• [Records supplied]:

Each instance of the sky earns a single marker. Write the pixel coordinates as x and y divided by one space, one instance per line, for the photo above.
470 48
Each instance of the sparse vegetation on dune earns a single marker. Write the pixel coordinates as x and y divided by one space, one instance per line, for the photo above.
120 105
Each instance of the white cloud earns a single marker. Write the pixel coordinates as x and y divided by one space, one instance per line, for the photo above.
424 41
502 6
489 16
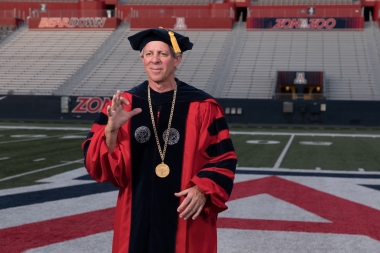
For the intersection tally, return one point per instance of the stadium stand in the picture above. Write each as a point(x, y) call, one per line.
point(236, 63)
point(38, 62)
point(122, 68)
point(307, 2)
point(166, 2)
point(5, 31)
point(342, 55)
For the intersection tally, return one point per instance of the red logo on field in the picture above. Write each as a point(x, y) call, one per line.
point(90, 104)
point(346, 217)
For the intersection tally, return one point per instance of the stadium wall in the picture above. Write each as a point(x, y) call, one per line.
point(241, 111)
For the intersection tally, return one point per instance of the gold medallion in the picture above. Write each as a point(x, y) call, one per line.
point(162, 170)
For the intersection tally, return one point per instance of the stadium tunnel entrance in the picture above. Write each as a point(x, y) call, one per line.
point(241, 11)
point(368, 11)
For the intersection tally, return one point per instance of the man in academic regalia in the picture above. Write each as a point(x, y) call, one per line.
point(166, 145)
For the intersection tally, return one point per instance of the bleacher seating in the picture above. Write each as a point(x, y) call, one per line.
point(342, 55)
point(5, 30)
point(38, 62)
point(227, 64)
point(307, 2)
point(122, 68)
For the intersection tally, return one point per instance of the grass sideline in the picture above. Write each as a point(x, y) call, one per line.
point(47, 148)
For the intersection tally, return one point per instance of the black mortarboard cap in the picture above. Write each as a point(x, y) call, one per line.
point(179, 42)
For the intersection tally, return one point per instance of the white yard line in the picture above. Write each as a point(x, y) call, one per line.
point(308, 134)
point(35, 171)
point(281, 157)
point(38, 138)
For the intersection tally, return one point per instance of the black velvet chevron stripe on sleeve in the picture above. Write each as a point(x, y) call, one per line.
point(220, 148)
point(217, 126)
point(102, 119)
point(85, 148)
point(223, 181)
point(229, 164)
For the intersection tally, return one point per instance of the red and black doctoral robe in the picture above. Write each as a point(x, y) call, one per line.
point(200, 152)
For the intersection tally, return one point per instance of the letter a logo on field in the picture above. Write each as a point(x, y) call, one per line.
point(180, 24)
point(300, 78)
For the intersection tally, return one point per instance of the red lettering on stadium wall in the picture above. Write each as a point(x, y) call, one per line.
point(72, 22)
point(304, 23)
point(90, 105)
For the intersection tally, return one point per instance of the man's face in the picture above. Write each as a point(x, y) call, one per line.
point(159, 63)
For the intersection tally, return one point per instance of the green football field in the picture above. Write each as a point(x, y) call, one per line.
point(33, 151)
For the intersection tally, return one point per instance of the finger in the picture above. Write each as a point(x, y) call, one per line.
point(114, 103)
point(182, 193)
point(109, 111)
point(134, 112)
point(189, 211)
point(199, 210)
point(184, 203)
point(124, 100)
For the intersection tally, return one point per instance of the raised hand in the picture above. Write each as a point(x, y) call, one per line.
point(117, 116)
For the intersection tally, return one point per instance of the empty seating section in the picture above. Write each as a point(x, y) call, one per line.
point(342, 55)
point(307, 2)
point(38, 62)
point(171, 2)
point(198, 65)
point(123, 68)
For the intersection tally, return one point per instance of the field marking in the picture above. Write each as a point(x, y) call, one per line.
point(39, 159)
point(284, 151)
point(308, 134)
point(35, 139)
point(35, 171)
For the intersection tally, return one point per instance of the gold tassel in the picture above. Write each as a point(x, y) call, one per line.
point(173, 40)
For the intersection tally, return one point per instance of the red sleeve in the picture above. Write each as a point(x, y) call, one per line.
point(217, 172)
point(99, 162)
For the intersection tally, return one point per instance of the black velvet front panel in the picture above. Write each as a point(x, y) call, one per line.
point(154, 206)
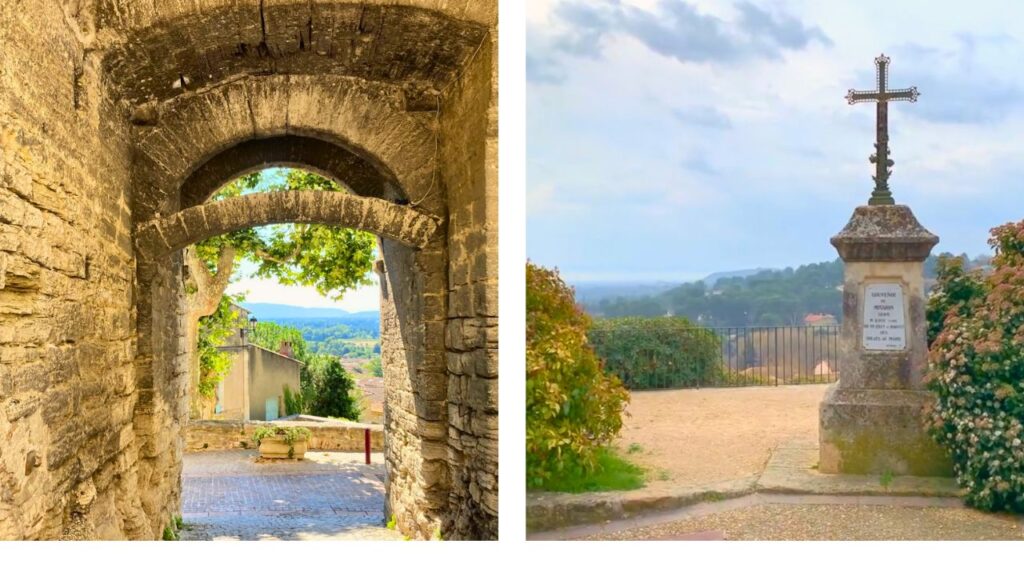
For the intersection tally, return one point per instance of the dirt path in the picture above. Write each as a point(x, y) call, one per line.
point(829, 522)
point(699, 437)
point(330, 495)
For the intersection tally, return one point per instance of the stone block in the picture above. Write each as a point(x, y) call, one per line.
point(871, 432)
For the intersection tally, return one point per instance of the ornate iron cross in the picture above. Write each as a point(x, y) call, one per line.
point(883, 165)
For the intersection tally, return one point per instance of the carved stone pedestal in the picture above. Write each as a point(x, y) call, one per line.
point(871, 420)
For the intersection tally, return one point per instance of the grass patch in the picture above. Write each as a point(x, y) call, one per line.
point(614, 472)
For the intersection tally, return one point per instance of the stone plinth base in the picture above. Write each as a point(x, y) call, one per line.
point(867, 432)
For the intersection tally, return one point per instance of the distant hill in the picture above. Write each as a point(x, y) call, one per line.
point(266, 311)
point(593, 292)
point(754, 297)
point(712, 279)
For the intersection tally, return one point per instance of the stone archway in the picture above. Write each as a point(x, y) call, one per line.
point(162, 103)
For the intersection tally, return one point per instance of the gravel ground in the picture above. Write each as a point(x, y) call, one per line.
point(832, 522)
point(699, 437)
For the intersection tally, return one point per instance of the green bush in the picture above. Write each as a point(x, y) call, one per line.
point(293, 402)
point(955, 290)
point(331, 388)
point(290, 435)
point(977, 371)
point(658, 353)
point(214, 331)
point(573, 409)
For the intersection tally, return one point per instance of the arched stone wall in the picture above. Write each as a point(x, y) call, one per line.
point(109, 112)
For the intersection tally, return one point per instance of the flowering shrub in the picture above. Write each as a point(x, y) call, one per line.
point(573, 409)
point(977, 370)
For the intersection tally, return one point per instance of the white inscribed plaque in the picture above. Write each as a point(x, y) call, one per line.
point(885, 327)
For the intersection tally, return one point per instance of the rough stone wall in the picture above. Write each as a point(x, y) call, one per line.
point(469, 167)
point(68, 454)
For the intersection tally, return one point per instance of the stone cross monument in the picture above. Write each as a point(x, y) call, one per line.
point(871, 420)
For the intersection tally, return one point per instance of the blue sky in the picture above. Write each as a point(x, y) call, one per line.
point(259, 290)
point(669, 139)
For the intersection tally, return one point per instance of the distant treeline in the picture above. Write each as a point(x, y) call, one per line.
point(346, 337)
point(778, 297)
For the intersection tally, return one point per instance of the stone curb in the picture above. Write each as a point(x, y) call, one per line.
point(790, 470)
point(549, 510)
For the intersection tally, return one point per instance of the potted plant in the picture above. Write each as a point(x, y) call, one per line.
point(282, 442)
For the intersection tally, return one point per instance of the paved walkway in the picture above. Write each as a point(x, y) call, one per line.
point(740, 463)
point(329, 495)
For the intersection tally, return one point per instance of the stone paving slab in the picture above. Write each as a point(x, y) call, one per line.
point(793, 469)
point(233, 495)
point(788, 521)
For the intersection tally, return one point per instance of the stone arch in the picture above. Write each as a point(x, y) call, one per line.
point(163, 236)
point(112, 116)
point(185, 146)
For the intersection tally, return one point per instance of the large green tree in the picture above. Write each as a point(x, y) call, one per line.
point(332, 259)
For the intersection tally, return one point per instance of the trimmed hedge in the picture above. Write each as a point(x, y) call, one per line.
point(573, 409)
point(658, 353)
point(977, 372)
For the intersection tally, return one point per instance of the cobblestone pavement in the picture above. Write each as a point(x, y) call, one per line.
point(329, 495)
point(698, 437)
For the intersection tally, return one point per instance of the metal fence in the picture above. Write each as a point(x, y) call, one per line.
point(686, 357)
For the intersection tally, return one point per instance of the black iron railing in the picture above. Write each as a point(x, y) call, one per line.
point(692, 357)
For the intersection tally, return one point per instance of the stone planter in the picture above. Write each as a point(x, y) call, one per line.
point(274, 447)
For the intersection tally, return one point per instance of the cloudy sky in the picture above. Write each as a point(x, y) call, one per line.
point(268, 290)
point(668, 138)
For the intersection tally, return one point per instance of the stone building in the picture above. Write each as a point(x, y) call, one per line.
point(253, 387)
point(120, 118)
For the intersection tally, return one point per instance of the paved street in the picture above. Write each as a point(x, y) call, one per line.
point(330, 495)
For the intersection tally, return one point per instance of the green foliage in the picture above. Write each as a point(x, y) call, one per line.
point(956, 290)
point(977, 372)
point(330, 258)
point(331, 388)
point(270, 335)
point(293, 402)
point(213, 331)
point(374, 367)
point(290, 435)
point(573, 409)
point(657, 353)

• [Exercise requirements]:
Repeat, character for character, the lines from the one that holds "the paved street" to the final line of the material, inclusive, and no other lines.

• [Written solution]:
For the intersection tally, return one point per instance of the paved street in the picture above. Write each as a point(x, y) call, one per line.
point(330, 495)
For the intersection tally, return one point per instance of the green foliage in the picture above. Write each as a point(x, y) call, one per line.
point(956, 290)
point(977, 372)
point(330, 258)
point(331, 388)
point(270, 335)
point(293, 402)
point(213, 331)
point(374, 367)
point(290, 435)
point(573, 409)
point(657, 353)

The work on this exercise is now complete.